## Begin Listed entries
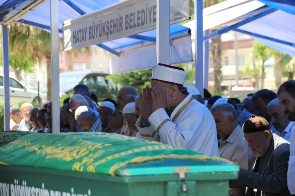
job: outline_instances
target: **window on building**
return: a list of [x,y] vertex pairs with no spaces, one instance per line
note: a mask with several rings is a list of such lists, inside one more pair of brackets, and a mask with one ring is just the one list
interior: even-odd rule
[[244,66],[244,56],[243,55],[238,55],[238,66]]
[[223,57],[223,65],[227,65],[228,64],[228,57],[226,56]]
[[9,78],[9,86],[18,89],[22,89],[23,88],[22,85],[18,82],[11,78]]

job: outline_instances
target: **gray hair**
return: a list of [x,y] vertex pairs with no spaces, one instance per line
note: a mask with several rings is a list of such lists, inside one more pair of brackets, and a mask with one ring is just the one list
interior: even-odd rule
[[89,106],[88,102],[84,97],[80,94],[75,94],[73,95],[70,98],[69,102],[70,104],[71,103],[74,104],[76,106],[78,107],[81,105]]
[[9,110],[10,114],[15,115],[18,114],[19,112],[22,112],[20,108],[17,106],[13,106],[10,108]]
[[210,111],[211,112],[214,112],[217,111],[219,109],[221,110],[221,112],[223,115],[229,117],[230,116],[232,116],[235,117],[236,120],[237,119],[237,113],[235,108],[231,104],[230,104],[221,103],[216,104],[212,107],[210,109]]

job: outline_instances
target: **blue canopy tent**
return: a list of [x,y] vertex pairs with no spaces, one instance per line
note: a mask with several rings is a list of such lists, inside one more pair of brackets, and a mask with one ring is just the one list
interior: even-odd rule
[[[295,19],[294,14],[295,3],[291,0],[228,0],[204,9],[204,30],[219,30],[207,34],[204,40],[206,42],[233,30],[249,35],[271,48],[295,56],[295,27],[290,25]],[[192,21],[184,25],[192,29],[193,36],[195,22]],[[206,72],[209,47],[205,48],[206,87],[208,82]],[[196,78],[202,77],[201,74],[199,72],[196,74]]]
[[[164,11],[165,9],[168,9],[169,11],[169,9],[165,7],[167,7],[166,6],[167,5],[169,4],[169,1],[167,2],[166,0],[165,0],[164,1],[161,1],[164,2],[165,4],[161,4],[160,6],[164,8]],[[59,78],[58,78],[59,73],[57,70],[59,70],[59,69],[54,67],[55,67],[54,65],[59,64],[58,50],[57,49],[58,46],[57,45],[58,45],[58,41],[56,41],[58,39],[55,38],[57,36],[62,36],[61,28],[63,23],[66,20],[77,18],[81,15],[93,12],[106,7],[109,6],[119,2],[118,0],[108,1],[95,0],[63,0],[63,1],[58,0],[51,0],[50,1],[46,0],[0,0],[0,20],[2,24],[2,48],[4,75],[7,76],[9,75],[8,35],[7,27],[6,26],[7,24],[19,22],[24,25],[42,29],[48,31],[51,31],[52,64],[53,65],[52,69],[52,86],[53,88],[54,89],[54,91],[52,91],[53,104],[53,106],[57,106],[57,103],[59,103],[59,101],[58,101],[57,99],[59,99],[59,93],[57,92],[58,91],[59,92],[58,90],[59,89],[59,84],[58,82],[57,82],[59,81]],[[49,9],[50,8],[51,8],[51,9]],[[52,14],[51,17],[50,16],[51,13],[54,13]],[[163,17],[165,20],[165,16],[164,16]],[[163,18],[163,16],[162,17]],[[169,17],[166,17],[169,19]],[[55,23],[53,23],[54,22]],[[167,23],[167,24],[168,26],[169,26],[169,23]],[[55,34],[54,34],[53,30],[53,29],[56,31],[56,36]],[[168,29],[169,28],[168,27]],[[170,41],[170,45],[172,46],[174,46],[173,41],[174,38],[178,36],[181,37],[184,35],[190,35],[190,31],[189,28],[177,24],[171,25],[170,29],[171,33],[171,38],[172,39],[172,40]],[[151,43],[155,44],[157,35],[156,32],[155,30],[127,37],[120,38],[98,44],[96,46],[107,50],[116,57],[119,57],[121,51],[124,49],[130,49],[130,48],[138,47],[139,45],[142,46],[143,45],[150,45]],[[165,36],[168,39],[168,43],[169,43],[169,36]],[[162,39],[162,40],[165,39],[165,37]],[[190,37],[189,40],[191,40]],[[178,48],[178,49],[174,51],[175,53],[179,52],[179,50],[182,49],[181,47],[179,46],[181,44],[181,42],[178,42],[177,47]],[[187,45],[191,45],[190,44],[187,44]],[[178,58],[176,59],[176,60],[178,61],[176,62],[177,63],[181,63],[192,60],[191,52],[190,53],[189,52],[189,50],[188,49],[187,47],[185,49],[186,51],[188,51],[184,53],[185,54],[184,56],[185,58],[183,59]],[[167,51],[166,52],[168,53],[167,54],[169,55],[169,49],[165,50]],[[190,50],[191,51],[191,48]],[[172,55],[171,56],[173,56],[173,53]],[[168,63],[169,62],[166,63]],[[124,70],[123,71],[124,71]],[[6,106],[4,109],[4,127],[5,130],[9,130],[9,78],[7,77],[4,77],[4,86],[5,89],[5,105]],[[53,124],[56,127],[59,127],[59,107],[53,107]],[[57,129],[53,128],[53,129],[59,130],[59,128]]]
## End Listed entries
Goal | Arrange the rows above as a two-column CSV with the columns "prompt" and "outline", one line per row, putting the row's text under "prompt" and its answer under "outline", each in a single quoted field with line breaks replaced by spaces. Leave the pictures out.

Reply |
prompt,outline
"job: outline_instances target: **window on building** return: a list of [x,y] vertex pairs with no spaces, one instance per line note: a mask with several rings is a list of such lists, inside one more pair of brackets, and a mask with one ring is just the one list interior: even-odd rule","[[244,66],[244,56],[243,55],[238,55],[238,66]] [[223,57],[223,65],[227,65],[228,64],[228,57],[226,56]] [[9,78],[9,86],[18,89],[22,89],[23,88],[22,85],[18,82],[11,78]]"
"job: outline_instances target: **gray hair** return: a list of [x,y] vertex pairs with no spaces, one instance per line note: a mask with several rings is a list of such lists, inside one more pair of brackets, and a mask with one ring is just the one list interior: even-odd rule","[[89,106],[88,102],[84,97],[80,94],[75,94],[73,95],[70,98],[69,102],[70,104],[71,103],[74,104],[76,106],[78,107],[81,105]] [[9,110],[10,114],[15,115],[18,114],[19,112],[22,112],[20,108],[17,106],[13,106],[10,108]] [[210,111],[211,112],[214,112],[217,111],[219,109],[221,110],[221,112],[223,115],[229,117],[230,116],[232,116],[235,117],[236,120],[237,119],[237,113],[235,108],[231,104],[230,104],[221,103],[216,104],[212,107],[210,109]]"
"job: outline_instances target: **blue canopy tent** return: a list of [x,y] vertex pairs with no spaces, one instance per line note: a mask with several rings is a list of such lists, inside one more pair of brackets, and a mask with one ring is just the one list interior: even-odd rule","[[[295,19],[294,14],[295,3],[291,0],[228,0],[204,9],[204,30],[219,30],[207,34],[204,40],[206,42],[233,30],[249,35],[271,48],[295,56],[295,27],[290,25]],[[192,21],[184,25],[192,29],[193,36],[195,22]],[[206,72],[209,47],[205,48],[206,87],[208,82]],[[196,78],[202,77],[201,74],[199,72],[196,74]]] [[[164,11],[165,9],[168,9],[169,11],[169,9],[165,7],[167,7],[166,6],[167,5],[169,4],[169,1],[167,2],[166,0],[165,0],[164,1],[161,1],[164,2],[165,4],[161,4],[160,6],[164,8]],[[59,78],[58,78],[59,73],[57,70],[59,70],[59,69],[54,67],[55,67],[54,65],[59,64],[58,50],[57,49],[58,46],[57,45],[58,45],[58,41],[56,41],[58,39],[55,38],[57,36],[62,36],[61,28],[63,23],[66,20],[77,18],[81,15],[93,12],[106,7],[109,6],[119,2],[118,0],[108,1],[95,0],[63,0],[63,1],[58,0],[51,0],[50,1],[46,0],[0,0],[0,20],[2,24],[2,48],[4,75],[7,76],[9,75],[8,35],[7,27],[6,26],[7,24],[19,22],[24,25],[42,29],[48,31],[51,31],[52,64],[53,65],[52,69],[52,86],[53,88],[54,89],[54,91],[52,91],[53,104],[53,106],[57,106],[57,103],[59,103],[59,101],[58,101],[57,99],[59,99],[59,93],[57,92],[58,91],[59,92],[58,90],[59,89],[59,84],[58,82],[57,82],[59,81]],[[49,9],[50,8],[51,8],[51,9]],[[52,14],[51,17],[50,16],[51,13],[54,13]],[[163,17],[165,20],[165,16],[164,16]],[[163,18],[163,16],[162,17]],[[169,17],[166,17],[169,19]],[[55,23],[53,23],[54,22]],[[167,23],[167,24],[168,26],[169,26],[169,23]],[[55,34],[54,34],[53,30],[53,29],[56,31],[56,36]],[[168,29],[169,28],[168,27]],[[170,41],[170,45],[172,46],[174,46],[173,41],[174,38],[178,36],[181,37],[184,35],[190,35],[190,31],[189,28],[177,24],[171,25],[170,29],[171,33],[171,38],[172,39],[172,40]],[[151,43],[155,44],[157,35],[156,32],[155,30],[127,37],[120,38],[98,44],[96,46],[107,50],[116,57],[119,57],[121,51],[124,49],[130,49],[130,48],[138,47],[139,45],[142,46],[143,45],[150,45]],[[165,36],[168,39],[168,43],[169,43],[169,36]],[[162,39],[162,40],[165,39],[165,37]],[[190,37],[189,40],[191,40]],[[178,48],[178,49],[174,51],[175,53],[179,52],[179,50],[182,49],[181,47],[179,46],[181,44],[181,42],[178,42],[177,47]],[[187,45],[191,45],[190,44],[187,44]],[[178,58],[176,59],[176,60],[178,61],[176,62],[177,63],[181,63],[192,60],[191,52],[190,53],[189,52],[189,50],[188,49],[187,47],[185,49],[186,51],[188,51],[184,53],[185,54],[184,56],[185,58],[183,59]],[[167,51],[166,52],[168,53],[167,54],[169,55],[169,49],[165,50]],[[190,50],[191,51],[191,48]],[[172,55],[171,56],[173,56],[173,53]],[[168,63],[169,62],[166,63]],[[124,70],[123,71],[124,71]],[[6,106],[4,109],[4,127],[5,130],[9,130],[9,78],[7,77],[4,77],[4,86],[5,89],[5,105]],[[53,124],[56,127],[59,127],[59,107],[53,107]],[[57,129],[53,128],[53,129],[59,130],[59,128]]]"